__TEXTO DA PÁGINA__.
A Câmara Municipal de São Paulo aprovou um Projeto de Lei que prevê a concessão de bônus de até R$ 1.000 aos Guardas Civis Metropolitanos que participarem da recuperação de motos roubadas, furtadas ou adulteradas. O texto ainda depende de sanção do prefeito Ricardo Nunes, mas já abre espaço para uma reflexão mais profunda: quando aquilo que deveria ser obrigação se transforma em estímulo financeiro, corremos o risco de desvirtuar o próprio sentido da função pública.


Não se trata aqui de contestar a valorização financeira da atividade policial. Pelo contrário: em uma cidade marcada pela violência e por indicadores alarmantes (apenas no primeiro trimestre foram mais de 5.200 veículos roubados) é inegável que PM, GCM e Civil merecem melhores salários, benefícios dignos, formação continuada e infraestrutura tecnológica de ponta. O ponto crítico, no entanto, está na lógica de atrelar o cumprimento de uma obrigação legal a um bônus de desempenho.


No universo corporativo, bônus é entendido como um prêmio, um reconhecimento adicional por metas superadas, inovações implementadas ou resultados que excedem o esperado. É a recompensa que se soma à entrega básica, nunca a própria entrega. Ao transpor esse conceito para a segurança pública, estamos sinalizando que proteger a população, missão primeira desses profissionais, não basta. É preciso criar um estímulo monetário extra para que seja cumprida. Essa distorção, embora bem-intencionada, fragiliza o próprio pacto social que confere autoridade e legitimidade à atuação policial.

__LINHAS DE DADOS__.
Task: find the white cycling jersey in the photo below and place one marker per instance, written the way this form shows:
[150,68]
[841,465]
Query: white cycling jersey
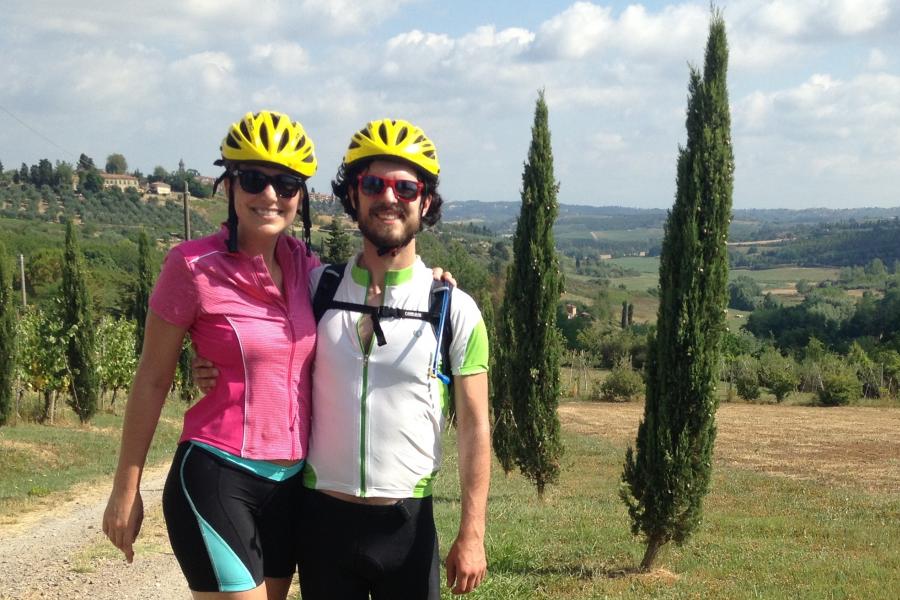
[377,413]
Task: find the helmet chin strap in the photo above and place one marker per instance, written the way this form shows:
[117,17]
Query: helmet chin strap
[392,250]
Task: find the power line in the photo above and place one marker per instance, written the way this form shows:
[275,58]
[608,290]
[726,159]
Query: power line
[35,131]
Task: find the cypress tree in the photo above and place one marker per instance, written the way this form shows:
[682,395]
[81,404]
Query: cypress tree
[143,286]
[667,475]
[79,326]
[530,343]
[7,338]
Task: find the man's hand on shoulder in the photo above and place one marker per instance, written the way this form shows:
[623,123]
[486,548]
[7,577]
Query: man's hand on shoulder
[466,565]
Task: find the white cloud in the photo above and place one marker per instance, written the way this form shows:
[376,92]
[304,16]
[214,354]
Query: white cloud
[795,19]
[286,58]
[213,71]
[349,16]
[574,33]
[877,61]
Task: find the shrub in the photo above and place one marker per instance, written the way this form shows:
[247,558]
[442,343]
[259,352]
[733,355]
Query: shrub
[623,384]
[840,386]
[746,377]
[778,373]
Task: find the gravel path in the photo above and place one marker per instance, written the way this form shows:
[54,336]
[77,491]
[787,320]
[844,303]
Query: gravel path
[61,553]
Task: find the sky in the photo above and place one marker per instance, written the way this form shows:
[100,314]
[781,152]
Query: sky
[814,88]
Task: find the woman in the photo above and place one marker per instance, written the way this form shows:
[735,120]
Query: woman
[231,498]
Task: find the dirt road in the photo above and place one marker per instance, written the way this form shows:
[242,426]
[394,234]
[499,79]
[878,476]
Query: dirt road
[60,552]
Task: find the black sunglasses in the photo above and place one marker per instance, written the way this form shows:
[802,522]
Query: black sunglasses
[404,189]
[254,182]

* * *

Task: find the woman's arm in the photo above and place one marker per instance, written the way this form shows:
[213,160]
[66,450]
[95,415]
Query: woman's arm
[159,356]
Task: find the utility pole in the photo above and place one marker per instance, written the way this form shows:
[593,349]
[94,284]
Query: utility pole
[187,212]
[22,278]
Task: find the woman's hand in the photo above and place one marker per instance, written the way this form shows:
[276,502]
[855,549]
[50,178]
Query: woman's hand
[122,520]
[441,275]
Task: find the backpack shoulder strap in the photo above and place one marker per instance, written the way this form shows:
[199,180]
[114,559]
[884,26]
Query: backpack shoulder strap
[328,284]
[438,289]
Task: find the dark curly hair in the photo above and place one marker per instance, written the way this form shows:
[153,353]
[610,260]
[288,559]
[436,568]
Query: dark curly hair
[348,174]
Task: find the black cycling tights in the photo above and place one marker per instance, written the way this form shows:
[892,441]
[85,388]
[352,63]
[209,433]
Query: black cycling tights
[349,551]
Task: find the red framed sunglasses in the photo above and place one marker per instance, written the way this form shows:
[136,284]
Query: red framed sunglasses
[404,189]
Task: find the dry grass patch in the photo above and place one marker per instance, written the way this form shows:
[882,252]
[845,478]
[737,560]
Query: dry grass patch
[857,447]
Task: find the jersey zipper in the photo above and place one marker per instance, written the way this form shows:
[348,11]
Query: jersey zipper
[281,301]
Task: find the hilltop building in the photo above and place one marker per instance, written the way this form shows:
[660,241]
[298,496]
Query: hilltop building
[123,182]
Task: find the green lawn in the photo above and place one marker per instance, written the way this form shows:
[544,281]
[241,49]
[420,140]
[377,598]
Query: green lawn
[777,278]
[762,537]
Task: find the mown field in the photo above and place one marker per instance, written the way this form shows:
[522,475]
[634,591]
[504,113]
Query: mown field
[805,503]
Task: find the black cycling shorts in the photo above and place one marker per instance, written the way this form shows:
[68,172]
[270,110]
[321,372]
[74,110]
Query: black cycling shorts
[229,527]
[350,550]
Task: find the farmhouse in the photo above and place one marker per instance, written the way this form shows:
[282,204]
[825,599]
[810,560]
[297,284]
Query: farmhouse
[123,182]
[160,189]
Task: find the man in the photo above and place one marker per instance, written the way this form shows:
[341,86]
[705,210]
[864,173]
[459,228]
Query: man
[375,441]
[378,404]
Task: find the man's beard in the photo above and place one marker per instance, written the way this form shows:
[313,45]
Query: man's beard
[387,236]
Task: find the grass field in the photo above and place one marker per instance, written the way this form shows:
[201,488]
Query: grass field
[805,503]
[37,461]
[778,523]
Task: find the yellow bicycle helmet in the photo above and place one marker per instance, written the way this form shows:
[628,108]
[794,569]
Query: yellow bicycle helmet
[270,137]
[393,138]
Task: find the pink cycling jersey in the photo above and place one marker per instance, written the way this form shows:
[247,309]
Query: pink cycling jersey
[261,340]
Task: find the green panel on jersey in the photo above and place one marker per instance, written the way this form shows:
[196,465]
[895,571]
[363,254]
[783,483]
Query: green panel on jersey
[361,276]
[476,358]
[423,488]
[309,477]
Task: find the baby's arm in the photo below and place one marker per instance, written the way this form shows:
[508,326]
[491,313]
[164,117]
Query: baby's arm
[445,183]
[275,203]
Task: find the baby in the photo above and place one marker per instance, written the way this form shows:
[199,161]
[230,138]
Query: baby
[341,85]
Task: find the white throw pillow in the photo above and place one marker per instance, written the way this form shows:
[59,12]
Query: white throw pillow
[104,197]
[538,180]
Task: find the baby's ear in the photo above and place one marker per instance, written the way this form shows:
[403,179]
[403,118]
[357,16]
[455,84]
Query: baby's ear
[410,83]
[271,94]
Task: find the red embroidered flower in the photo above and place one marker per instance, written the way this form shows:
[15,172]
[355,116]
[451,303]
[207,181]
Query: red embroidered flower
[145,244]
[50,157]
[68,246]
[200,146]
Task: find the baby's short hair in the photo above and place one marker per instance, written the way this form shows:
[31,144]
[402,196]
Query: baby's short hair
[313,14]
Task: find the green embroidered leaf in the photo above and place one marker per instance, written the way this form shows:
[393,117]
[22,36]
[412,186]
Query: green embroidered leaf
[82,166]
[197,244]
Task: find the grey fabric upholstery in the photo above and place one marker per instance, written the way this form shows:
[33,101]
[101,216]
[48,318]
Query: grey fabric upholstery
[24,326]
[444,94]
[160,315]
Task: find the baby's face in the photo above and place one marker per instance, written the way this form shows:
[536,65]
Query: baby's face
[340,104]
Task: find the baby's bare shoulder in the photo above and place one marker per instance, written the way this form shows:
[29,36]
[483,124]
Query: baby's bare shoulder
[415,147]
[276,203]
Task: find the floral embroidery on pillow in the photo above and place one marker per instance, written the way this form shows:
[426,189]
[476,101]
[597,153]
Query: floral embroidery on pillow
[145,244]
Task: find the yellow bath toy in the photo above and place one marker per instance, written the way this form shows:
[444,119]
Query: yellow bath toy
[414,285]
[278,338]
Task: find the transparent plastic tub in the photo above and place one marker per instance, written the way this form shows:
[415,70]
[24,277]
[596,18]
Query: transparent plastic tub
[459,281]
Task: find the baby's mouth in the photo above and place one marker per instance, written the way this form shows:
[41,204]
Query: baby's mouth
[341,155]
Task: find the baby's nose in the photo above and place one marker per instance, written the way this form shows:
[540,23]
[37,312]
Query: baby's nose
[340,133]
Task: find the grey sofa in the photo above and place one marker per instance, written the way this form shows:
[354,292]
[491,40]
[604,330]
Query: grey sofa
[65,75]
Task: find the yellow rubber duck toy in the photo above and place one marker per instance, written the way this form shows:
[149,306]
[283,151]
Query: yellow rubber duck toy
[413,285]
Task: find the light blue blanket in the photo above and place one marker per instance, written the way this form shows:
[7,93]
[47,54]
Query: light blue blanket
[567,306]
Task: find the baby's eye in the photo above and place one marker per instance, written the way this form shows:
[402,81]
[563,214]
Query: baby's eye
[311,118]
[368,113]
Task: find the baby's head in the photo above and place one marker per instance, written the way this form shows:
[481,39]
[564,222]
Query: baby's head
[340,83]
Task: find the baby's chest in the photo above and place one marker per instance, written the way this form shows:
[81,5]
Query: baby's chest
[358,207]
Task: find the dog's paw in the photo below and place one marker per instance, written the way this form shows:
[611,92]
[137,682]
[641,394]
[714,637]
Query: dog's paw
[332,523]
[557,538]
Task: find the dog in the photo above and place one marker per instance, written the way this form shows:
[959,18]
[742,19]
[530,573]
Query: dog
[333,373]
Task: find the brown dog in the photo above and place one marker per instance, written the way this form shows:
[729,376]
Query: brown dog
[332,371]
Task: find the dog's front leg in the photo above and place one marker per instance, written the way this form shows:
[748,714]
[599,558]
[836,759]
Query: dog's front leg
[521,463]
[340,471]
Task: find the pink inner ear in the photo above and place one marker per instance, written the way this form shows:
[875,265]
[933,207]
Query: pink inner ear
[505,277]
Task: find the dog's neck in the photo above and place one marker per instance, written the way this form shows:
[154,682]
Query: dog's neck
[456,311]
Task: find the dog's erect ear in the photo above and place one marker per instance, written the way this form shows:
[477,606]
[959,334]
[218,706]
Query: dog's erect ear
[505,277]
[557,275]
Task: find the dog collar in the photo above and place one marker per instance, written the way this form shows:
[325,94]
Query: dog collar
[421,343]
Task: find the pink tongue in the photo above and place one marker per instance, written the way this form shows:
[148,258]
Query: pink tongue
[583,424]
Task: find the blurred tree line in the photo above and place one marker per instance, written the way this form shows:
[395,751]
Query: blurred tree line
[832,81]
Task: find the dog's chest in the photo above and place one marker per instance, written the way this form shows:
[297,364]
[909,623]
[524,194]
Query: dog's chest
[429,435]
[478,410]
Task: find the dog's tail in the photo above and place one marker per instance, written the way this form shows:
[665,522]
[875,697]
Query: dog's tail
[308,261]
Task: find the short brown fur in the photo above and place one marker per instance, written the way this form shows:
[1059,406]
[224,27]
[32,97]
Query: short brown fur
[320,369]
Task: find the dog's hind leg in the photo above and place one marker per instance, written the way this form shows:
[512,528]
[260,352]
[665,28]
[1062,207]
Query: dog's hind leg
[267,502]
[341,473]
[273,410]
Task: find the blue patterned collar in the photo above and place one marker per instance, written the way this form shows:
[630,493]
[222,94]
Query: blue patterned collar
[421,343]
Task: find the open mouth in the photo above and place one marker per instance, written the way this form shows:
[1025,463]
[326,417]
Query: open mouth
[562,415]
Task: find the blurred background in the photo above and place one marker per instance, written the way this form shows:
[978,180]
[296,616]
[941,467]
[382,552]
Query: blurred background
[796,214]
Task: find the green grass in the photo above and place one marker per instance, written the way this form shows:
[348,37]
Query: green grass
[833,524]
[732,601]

__ENUNCIADO__.
Com base no texto sobre o bônus aos guardas civis, responda:
(a) Qual é o valor máximo do bônus previsto no Projeto de Lei?
(b) Quantos veículos foram roubados no primeiro trimestre?
(c) Como o bônus é entendido no universo corporativo?
As linhas são um material à parte, sem relação com o texto.

__RESPOSTA ESCRITA__.
(a) Até R$ 1.000.
(b) Mais de 5.200.
(c) Como um prêmio, um reconhecimento adicional por metas superadas, inovações implementadas ou resultados que excedem o esperado.